-- Challenge --
Reproduce the line that holds "Each instance of the dark" together with all the lines after it up to the end of the entries.

-- Information given --
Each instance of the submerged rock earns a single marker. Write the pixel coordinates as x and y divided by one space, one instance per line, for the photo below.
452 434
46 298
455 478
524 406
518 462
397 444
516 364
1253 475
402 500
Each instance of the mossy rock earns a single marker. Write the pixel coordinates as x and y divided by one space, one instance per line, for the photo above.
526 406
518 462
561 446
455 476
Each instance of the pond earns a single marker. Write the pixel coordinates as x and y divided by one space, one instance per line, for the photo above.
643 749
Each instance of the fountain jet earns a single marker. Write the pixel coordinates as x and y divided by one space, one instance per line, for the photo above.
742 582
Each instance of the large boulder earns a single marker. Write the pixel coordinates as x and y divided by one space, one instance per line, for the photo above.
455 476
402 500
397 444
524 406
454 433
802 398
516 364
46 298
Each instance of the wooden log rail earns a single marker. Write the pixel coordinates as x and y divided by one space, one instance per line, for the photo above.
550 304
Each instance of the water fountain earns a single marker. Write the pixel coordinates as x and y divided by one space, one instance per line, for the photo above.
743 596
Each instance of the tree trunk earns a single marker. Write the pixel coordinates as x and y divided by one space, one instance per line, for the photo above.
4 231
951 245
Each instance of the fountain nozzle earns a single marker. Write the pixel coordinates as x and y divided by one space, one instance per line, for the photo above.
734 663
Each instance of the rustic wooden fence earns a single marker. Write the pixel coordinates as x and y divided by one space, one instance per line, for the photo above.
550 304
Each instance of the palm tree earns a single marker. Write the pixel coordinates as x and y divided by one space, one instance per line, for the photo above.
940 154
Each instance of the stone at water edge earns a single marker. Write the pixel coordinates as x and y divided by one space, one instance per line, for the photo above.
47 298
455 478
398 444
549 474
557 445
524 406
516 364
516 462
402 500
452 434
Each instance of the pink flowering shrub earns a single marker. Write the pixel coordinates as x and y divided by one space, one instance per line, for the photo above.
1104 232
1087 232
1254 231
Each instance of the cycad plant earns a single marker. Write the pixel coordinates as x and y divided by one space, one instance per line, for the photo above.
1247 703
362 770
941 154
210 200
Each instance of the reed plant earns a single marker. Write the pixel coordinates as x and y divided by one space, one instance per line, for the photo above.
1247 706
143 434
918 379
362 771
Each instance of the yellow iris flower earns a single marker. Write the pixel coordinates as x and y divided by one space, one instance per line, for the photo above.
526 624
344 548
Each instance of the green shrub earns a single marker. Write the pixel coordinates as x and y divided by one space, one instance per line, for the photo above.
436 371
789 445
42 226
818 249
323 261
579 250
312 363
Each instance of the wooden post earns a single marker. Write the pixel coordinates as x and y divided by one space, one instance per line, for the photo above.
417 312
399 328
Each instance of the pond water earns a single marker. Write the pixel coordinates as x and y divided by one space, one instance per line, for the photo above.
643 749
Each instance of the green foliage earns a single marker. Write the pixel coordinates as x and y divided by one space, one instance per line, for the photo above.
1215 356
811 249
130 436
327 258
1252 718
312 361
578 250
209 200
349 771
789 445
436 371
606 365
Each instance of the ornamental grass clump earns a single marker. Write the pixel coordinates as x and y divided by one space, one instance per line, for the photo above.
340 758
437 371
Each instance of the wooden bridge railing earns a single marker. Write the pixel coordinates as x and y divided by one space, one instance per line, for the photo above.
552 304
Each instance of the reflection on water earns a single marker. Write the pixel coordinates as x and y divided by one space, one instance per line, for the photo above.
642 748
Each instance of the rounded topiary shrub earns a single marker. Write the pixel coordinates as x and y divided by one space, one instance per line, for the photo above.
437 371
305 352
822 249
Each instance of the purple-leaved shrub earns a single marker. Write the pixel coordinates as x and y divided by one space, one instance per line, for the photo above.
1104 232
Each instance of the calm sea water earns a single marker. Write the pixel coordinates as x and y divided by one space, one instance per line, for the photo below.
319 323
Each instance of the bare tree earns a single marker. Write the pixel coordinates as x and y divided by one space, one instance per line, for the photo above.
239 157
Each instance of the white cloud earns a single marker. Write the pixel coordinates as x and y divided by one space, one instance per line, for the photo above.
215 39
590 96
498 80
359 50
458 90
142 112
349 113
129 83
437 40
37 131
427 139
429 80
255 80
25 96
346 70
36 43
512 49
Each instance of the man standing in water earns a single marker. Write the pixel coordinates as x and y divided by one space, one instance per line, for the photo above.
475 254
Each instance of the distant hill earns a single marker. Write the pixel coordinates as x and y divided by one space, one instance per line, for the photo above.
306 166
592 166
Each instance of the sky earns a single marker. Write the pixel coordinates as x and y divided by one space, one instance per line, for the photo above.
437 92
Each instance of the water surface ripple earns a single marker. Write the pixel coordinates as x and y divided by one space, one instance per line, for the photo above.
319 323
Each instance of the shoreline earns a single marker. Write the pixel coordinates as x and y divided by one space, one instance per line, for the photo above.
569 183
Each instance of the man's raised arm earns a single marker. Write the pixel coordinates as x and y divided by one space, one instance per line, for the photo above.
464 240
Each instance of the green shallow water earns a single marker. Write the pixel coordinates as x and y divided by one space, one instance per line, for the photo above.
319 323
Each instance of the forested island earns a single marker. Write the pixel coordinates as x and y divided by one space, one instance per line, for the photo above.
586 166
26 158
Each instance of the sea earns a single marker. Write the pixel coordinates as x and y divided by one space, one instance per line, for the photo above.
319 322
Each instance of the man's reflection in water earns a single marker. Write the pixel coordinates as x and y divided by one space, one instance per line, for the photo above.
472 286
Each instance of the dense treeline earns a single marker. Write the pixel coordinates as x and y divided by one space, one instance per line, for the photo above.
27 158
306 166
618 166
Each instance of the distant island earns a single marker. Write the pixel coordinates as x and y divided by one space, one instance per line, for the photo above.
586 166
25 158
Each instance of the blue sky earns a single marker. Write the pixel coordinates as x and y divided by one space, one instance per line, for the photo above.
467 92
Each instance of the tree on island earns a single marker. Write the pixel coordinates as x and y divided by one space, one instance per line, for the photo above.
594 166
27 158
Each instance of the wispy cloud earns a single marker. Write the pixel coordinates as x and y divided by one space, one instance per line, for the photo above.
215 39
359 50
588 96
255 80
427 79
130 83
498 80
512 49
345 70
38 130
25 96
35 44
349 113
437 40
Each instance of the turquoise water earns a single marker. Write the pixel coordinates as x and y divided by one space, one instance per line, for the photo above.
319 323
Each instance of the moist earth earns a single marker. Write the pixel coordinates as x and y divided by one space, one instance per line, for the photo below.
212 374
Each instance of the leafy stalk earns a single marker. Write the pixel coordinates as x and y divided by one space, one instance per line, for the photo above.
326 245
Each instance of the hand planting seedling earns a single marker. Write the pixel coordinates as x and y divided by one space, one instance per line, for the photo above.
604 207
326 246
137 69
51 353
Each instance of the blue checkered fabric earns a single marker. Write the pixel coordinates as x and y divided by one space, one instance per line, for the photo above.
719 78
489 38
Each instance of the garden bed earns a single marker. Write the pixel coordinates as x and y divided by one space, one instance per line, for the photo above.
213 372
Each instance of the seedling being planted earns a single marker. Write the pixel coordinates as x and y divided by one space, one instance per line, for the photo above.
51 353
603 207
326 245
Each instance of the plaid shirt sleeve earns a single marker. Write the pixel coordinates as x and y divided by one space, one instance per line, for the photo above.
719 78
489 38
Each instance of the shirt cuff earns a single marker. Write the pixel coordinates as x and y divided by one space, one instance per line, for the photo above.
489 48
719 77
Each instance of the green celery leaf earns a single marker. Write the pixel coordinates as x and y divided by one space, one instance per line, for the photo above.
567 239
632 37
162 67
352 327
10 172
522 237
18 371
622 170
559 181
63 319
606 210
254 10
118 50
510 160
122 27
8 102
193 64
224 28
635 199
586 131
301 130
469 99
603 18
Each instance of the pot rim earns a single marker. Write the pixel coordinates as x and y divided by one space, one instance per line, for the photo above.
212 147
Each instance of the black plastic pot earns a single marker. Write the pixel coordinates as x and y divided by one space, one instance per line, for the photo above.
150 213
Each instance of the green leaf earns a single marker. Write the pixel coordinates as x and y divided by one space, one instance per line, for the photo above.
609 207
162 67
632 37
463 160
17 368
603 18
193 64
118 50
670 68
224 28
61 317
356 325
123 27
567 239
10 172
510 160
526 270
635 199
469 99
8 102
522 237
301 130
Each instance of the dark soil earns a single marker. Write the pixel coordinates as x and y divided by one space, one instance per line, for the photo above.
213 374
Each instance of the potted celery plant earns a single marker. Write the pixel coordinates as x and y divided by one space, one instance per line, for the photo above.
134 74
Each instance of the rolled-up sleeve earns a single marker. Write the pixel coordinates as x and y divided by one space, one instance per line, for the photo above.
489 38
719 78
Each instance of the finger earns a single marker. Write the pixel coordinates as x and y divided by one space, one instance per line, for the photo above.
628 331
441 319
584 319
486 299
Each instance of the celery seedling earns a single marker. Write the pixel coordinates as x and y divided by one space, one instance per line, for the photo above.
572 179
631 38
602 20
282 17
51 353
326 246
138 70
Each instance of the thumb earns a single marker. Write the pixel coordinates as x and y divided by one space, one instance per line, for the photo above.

-- Exercise solution --
Each instance of the dark soil earns a single marker. Write the pixel coordinates as x and y divided by one space, one instance per line, for the photo above.
213 374
Each instance of the potted celery plant earns a single marker. Write the pixel coordinates as x and y divided by one space, one instance per line, for the photo above.
134 74
Each instance of the rolled-up sleeve earns a single marker. Write the pixel coordinates as x and y divided by one space, one instance per line, for the photo above.
489 38
719 78
Each instance of the finger earns a single marker. Write the pixel coordinates as x and y divided by one space, one instance per line, for the photo above.
628 331
441 319
584 319
486 299
Each instance of the celery seedling earns a single marker. Write the pixel coordinates as x and y divided by one space, one instance per line, for the photo above.
572 179
631 38
602 20
282 17
51 353
326 246
138 70
Each instance of the thumb earns a single marker. Write the pixel coordinates as x and y divided by one space, one instance per line, for the photo above.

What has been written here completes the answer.